=== Section Start ===

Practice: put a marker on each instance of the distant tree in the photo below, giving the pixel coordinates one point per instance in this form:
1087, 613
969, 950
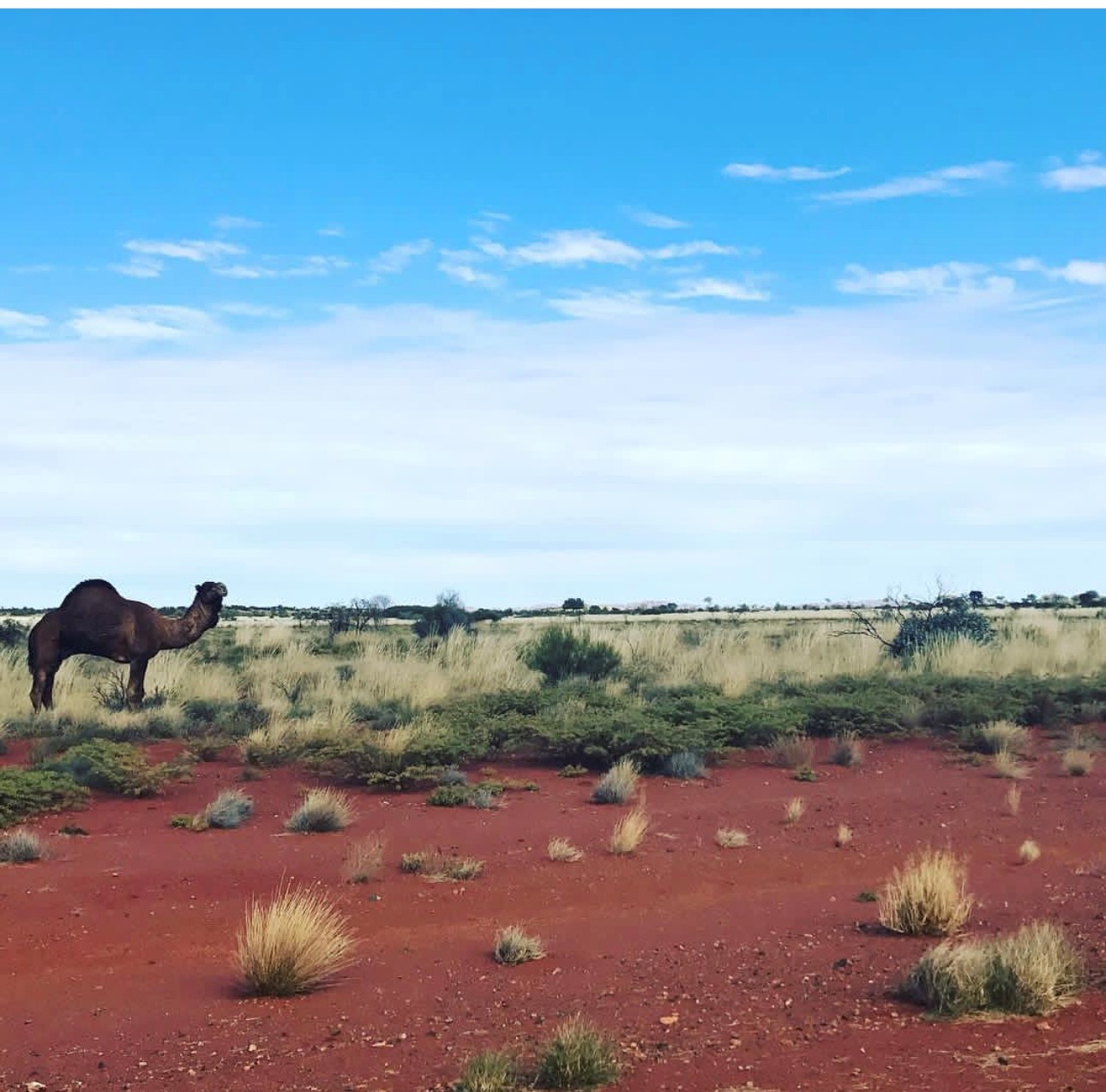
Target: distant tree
445, 615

=== Section End ===

Everything but the pictures is needed: copy the data above exactly.

EXERCISE RESPONSE →
Practice: put a marker on each instance of the distant tree in the photo below, giving the pixel coordinates one point per instance in this form:
1087, 613
969, 950
Target: distant tree
445, 615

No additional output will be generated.